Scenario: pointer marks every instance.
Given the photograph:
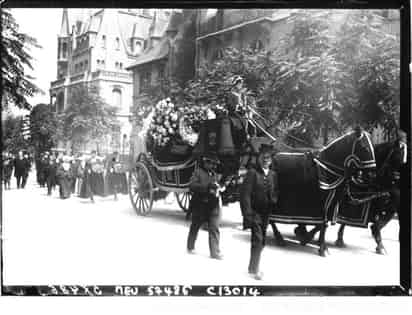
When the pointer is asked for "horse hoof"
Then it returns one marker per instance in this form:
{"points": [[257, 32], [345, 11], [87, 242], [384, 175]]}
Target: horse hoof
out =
{"points": [[381, 251], [281, 243], [340, 243]]}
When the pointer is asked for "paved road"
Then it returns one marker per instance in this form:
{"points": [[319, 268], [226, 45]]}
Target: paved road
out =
{"points": [[51, 241]]}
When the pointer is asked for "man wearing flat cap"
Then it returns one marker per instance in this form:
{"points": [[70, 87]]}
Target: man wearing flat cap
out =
{"points": [[259, 195], [205, 204]]}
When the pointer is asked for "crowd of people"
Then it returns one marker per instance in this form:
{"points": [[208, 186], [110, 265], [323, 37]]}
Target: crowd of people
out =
{"points": [[21, 165], [83, 175]]}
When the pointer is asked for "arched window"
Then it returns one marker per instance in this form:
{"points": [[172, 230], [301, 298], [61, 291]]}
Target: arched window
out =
{"points": [[117, 97], [137, 46], [64, 50], [103, 41], [257, 45], [60, 103], [218, 54]]}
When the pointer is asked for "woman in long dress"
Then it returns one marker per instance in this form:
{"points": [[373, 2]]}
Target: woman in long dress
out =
{"points": [[116, 176], [64, 178]]}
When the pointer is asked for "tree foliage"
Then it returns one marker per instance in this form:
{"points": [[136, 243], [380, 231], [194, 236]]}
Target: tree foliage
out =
{"points": [[12, 136], [331, 71], [87, 116], [17, 85], [43, 128]]}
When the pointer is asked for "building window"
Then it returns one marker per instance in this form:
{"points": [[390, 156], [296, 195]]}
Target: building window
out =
{"points": [[257, 45], [145, 81], [218, 54], [64, 50], [117, 97], [60, 103], [137, 46], [161, 72]]}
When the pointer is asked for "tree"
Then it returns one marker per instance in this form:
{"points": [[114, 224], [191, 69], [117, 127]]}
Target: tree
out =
{"points": [[17, 85], [372, 57], [43, 128], [87, 117], [332, 71], [12, 136]]}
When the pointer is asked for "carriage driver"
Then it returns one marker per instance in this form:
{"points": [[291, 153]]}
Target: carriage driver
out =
{"points": [[205, 204], [259, 195], [237, 107]]}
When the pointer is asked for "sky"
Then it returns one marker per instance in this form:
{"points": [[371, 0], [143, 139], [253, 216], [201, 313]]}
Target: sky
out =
{"points": [[44, 25]]}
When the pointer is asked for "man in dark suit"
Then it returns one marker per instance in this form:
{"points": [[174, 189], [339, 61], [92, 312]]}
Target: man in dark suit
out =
{"points": [[50, 173], [205, 204], [19, 169], [259, 195], [26, 171]]}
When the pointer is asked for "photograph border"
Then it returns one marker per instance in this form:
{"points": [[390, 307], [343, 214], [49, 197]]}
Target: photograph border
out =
{"points": [[404, 287]]}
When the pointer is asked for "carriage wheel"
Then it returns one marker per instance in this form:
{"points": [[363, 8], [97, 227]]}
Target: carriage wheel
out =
{"points": [[141, 189], [183, 199]]}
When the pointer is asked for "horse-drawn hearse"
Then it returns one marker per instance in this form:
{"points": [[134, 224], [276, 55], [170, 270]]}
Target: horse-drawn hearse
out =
{"points": [[348, 181]]}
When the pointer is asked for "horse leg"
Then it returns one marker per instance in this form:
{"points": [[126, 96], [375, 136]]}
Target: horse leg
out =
{"points": [[376, 231], [323, 250], [301, 232], [278, 237], [339, 242], [311, 234]]}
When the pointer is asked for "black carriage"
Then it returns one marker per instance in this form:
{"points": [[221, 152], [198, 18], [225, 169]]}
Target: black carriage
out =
{"points": [[169, 169], [151, 180]]}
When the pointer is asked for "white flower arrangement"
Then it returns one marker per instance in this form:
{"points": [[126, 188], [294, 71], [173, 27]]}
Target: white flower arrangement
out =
{"points": [[171, 122]]}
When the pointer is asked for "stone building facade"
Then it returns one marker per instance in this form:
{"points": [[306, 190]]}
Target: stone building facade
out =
{"points": [[95, 48], [170, 53]]}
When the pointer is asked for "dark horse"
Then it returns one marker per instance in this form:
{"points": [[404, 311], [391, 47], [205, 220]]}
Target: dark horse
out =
{"points": [[389, 158], [312, 187]]}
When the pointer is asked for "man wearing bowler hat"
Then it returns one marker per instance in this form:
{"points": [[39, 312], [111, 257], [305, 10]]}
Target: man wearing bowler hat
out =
{"points": [[259, 195], [205, 204]]}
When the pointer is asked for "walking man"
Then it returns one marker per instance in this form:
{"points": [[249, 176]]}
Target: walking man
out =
{"points": [[205, 204], [19, 169], [259, 195]]}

* [About this exercise]: With images left out, the data must be transcribed exactly.

* [Result for this task]:
Scenario: pointer marks every instance.
Given the photograph:
When the pointer is asked for "horse hoof"
Then it returns one marker per instance in this form:
{"points": [[257, 32], [345, 11], [87, 242], [384, 175]]}
Target: horse hoof
out =
{"points": [[381, 251], [281, 243], [340, 243]]}
When the pointer is asked for "paved road"
Then it returns one marker per instance in this form:
{"points": [[319, 268], [226, 45]]}
Target: paved road
out =
{"points": [[51, 241]]}
When the pointer is asked for "man wearing flat cap"
Then it returns one marker per instance in this form:
{"points": [[70, 87]]}
Target: man wearing flat cap
out =
{"points": [[259, 195], [205, 204]]}
When the pointer is asked for "crowd of people"
Then it returns one marker per instance in this form:
{"points": [[208, 186], [110, 265], [323, 37]]}
Target: crowd of people
out =
{"points": [[21, 165], [83, 175]]}
When the pointer is asked for "arched window"
Then it returns one marker per instance in this form:
{"points": [[172, 230], [301, 298], [61, 291]]}
Target: arched window
out =
{"points": [[117, 97], [137, 46], [64, 50], [103, 41], [257, 45], [60, 103], [218, 54]]}
When the pointer is asked for "woman in long dress"
Then it returns one marker per instance in this form:
{"points": [[373, 2]]}
Target: woman in long dress
out =
{"points": [[116, 176], [64, 178]]}
When the pointer is asked for "tree foliage"
Then it returns one marker per instance in this form:
{"points": [[136, 243], [380, 231], [194, 236]]}
Target: tree foliage
out =
{"points": [[12, 136], [331, 71], [87, 116], [17, 85], [43, 128]]}
When the pointer is asked for "building window"
Then it returns one marker per instance in this form:
{"points": [[390, 156], [296, 195]]}
Target: building window
out =
{"points": [[257, 45], [145, 81], [218, 54], [64, 50], [117, 97], [60, 103], [137, 46], [161, 72]]}
When the pointer is asked for "tree"
Then it returns one marker per instance in this form:
{"points": [[114, 224], [191, 69], [117, 127]]}
Target: tree
out =
{"points": [[17, 85], [372, 57], [43, 128], [87, 117], [332, 71], [12, 136]]}
When the pointer is asked for "carriage driver"
Then it returns one marker per instance in this form:
{"points": [[291, 153]]}
Target: carriage driver
out =
{"points": [[205, 204], [259, 195], [237, 107]]}
When the pointer is asked for "sky"
Then it returns one marker per instance in this form:
{"points": [[371, 0], [143, 139], [253, 216], [201, 313]]}
Target: sky
out =
{"points": [[44, 25]]}
When the pointer is asked for "man in dark suit"
Then it returns one marker per instance in this form:
{"points": [[174, 189], [339, 61], [92, 312]]}
Target: man in dark suit
out =
{"points": [[50, 173], [205, 204], [19, 169], [259, 195], [26, 171]]}
When the pointer is asked for "photograph border"
Then it returns one marker per instance in this form:
{"points": [[390, 307], [343, 214], [49, 197]]}
Target: photograph border
out =
{"points": [[404, 287]]}
When the pointer is asked for "carriage wheel"
Then it returns one marker per instance in this form:
{"points": [[363, 8], [97, 227]]}
Target: carriage wheel
out =
{"points": [[141, 189], [183, 199]]}
When the pointer is asked for "horse-drawn hearse"
Then it returns one marker per instance in this form:
{"points": [[134, 224], [276, 55], [170, 270]]}
Target: horse-drawn hearse
out =
{"points": [[348, 181]]}
When the pointer is asked for "horse leg"
Then it returns one marker per instance in this form:
{"points": [[126, 96], [375, 136]]}
Target: horse leg
out =
{"points": [[376, 231], [323, 250], [301, 232], [278, 237], [339, 242], [311, 234]]}
When the pointer is asked for "black carriage"
Then it returns one marker per instance in this form:
{"points": [[221, 152], [198, 18], [225, 169]]}
Target: black carriage
out =
{"points": [[169, 169], [151, 180]]}
When the pointer is asked for "white flower arrangement"
Then it returns one marker per instance in this form:
{"points": [[126, 188], [294, 71], [173, 27]]}
Target: white flower arrangement
out =
{"points": [[171, 122]]}
When the pointer is asked for "stone building facade"
Then it returns one marker per instance in this form:
{"points": [[306, 190]]}
Target: stone building facade
out =
{"points": [[95, 48], [170, 53]]}
When the pointer is asked for "dark horse"
Then it returns one marker per instance in this form:
{"points": [[404, 311], [391, 47], [205, 220]]}
Target: dark horse
out =
{"points": [[389, 158], [312, 187]]}
When the pointer is asked for "man wearing bowler hat"
Then it returns one marker per instance in this form:
{"points": [[39, 312], [111, 257], [305, 10]]}
Target: man wearing bowler hat
out =
{"points": [[259, 195], [205, 204]]}
When the pointer is asked for "walking man"
Then it returns one marker per instance in this form:
{"points": [[249, 176]]}
Target: walking man
out =
{"points": [[205, 204], [19, 169], [259, 195]]}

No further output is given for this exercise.